▶ _Fragmento de página_:
+++
Se trata de su respuesta a las presiones de los
países vecinos de Colombia derivadas de sus temores por los supuestos
efectos de aquél sobre sus territorios. El mismo Powell declaró
que con este aporte las autoridades norteamericanas pretenden “evitar que
el problema de la droga se traslade de un país a otro.” En tanto
que, en cuanto se refiere a su frente interno, el mandatario también les
solicitó a sus legisladores asignar US$4.700 millones al sistema federal
de prisiones sobre la base de un incremento estimado del 32% en el número
de detenidos durante el próximo lustro, en medida significativa por una
proyección de las sentencias dictadas por delitos conectados con las
drogas. Cabe recordar que cerca de la cuarta parte de los dos millones de
prisioneros que hay en Estados Unidos ya corresponde a esa categoría, o
sea 460.000, cifra que es diez veces mayor a la correspondiente a 1980.
En tal materia, la presidencia de la Unión Europea declaró
por intermedio de un vocero suyo en una reunión convocada en Costa Rica
en octubre del año pasado para analizar las implicaciones del Plan
Colombia sobre el proceso de paz en esa nación, que “no hay
solución militar que permita lograr una paz duradera. Este país
conoce una violencia endémica cuyas causas van más allá del
conflicto engendrado por las guerrillas y el tráfico de drogas. Por ello,
la Unión Europea alienta sin reservas al gobierno colombiano a que adopte
con determinación políticas de reformas estructurales que permitan
reducir las desigualdades, fomenten el progreso social y aumenten el nivel de
vida, sobre todo en el campo.”
Y, al reclamar una
“política agraria ambiciosa”, agregaba que
“habría que prestar especial atención a los campesinos que
han conservado cultivos tradicionales, con el fin de darles los medios para
poder resistir la presión o la tentación de optar por la
ilegalidad...Las experiencias llevadas a cabo en otros países andinos
para reducir los cultivos ilícitos han dejado patente que si el problema
se aborda en un único país, sólo se consigue desplazando a
otro país vecino (la producción). La lucha contra el
tráfico de drogas y la delincuencia organizada sólo sería
eficaz si se planea a nivel regional e
internacional.”[9]
En
desarrollo de dicha declaración, la Unión Europea
oficializó su apoyo al proceso de paz de Colombia con el anuncio el
pasado 30 de abril en Bruselas de un aporte de US$330 millones, pero sin
determinar aún los programas específicos que financiará, ni
los canales a través de los cuales distribuirá esa suma. Sin
embargo, sería de esperar que, en concordancia con la posición
asumida en Costa Rica, su objetivo prioritario fuera la creación de
empleos alternativos en el medio rural para la prevención oportuna y el
reemplazo gradual, racional, sostenible y pacífico de los cultivos de uso
ilícito. Lo que sí se sabe es que del aporte de España a
dicho monto, que será de US$100 millones, cerca del 75%
corresponderá a créditos reembolsables dentro de los criterios y
políticas de su Fondo de Ayuda al Desarrollo (FAD), el cual ha estado
concentrado en operaciones con el sector eléctrico colombiano.
+++
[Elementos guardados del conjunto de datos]

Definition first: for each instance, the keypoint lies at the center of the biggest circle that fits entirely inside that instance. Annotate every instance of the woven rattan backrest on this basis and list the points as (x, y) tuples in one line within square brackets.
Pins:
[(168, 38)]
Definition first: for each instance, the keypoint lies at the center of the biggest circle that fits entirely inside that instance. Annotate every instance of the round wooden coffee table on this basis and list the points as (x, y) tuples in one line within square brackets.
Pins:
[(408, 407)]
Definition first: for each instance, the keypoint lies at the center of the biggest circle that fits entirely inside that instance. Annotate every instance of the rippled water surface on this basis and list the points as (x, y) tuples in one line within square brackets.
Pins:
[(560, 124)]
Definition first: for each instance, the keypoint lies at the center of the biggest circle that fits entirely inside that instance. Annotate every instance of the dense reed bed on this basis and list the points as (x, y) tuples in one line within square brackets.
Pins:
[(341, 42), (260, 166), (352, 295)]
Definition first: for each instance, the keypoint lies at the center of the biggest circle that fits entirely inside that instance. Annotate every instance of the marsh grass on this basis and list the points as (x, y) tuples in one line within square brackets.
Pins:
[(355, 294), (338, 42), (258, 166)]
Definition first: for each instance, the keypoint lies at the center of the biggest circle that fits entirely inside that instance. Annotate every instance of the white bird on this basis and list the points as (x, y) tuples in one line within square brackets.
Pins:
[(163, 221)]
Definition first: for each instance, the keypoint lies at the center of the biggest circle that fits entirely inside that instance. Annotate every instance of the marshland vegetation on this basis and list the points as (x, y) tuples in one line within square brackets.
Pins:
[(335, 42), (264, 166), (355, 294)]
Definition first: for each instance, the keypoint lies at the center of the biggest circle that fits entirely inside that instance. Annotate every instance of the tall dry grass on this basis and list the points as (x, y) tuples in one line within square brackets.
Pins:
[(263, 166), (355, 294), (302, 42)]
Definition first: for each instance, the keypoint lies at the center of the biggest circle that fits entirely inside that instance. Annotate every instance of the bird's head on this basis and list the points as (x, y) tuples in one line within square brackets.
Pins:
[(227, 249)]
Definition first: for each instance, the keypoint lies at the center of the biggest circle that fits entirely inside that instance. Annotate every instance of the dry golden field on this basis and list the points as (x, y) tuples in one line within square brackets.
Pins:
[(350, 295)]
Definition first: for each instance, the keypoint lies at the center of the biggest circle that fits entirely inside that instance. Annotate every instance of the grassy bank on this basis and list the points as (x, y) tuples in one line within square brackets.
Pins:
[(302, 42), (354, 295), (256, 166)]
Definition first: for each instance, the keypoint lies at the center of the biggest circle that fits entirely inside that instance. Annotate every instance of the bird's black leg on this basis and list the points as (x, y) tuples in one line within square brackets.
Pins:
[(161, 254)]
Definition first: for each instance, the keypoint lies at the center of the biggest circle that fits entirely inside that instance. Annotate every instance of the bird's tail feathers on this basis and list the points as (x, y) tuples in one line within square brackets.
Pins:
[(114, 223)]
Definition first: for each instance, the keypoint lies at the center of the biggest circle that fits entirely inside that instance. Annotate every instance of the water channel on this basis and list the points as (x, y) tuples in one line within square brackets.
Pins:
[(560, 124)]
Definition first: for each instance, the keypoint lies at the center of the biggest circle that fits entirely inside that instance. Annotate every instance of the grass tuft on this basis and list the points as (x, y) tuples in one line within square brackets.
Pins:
+++
▶ _Instrucciones_:
Responda estas preguntas a partir del fragmento sobre el Plan Colombia:
1. ¿Qué suma pidió el mandatario a sus legisladores para el sistema federal de prisiones?
2. ¿En qué país se celebró la reunión en la que habló el vocero de la presidencia de la Unión Europea?
3. ¿De cuánto fue el aporte que la Unión Europea anunció el 30 de abril en Bruselas?

▶ _Resultado_:
1. Pidió asignar US$4.700 millones al sistema federal de prisiones.
2. La reunión se celebró en Costa Rica.
3. El aporte fue de US$330 millones.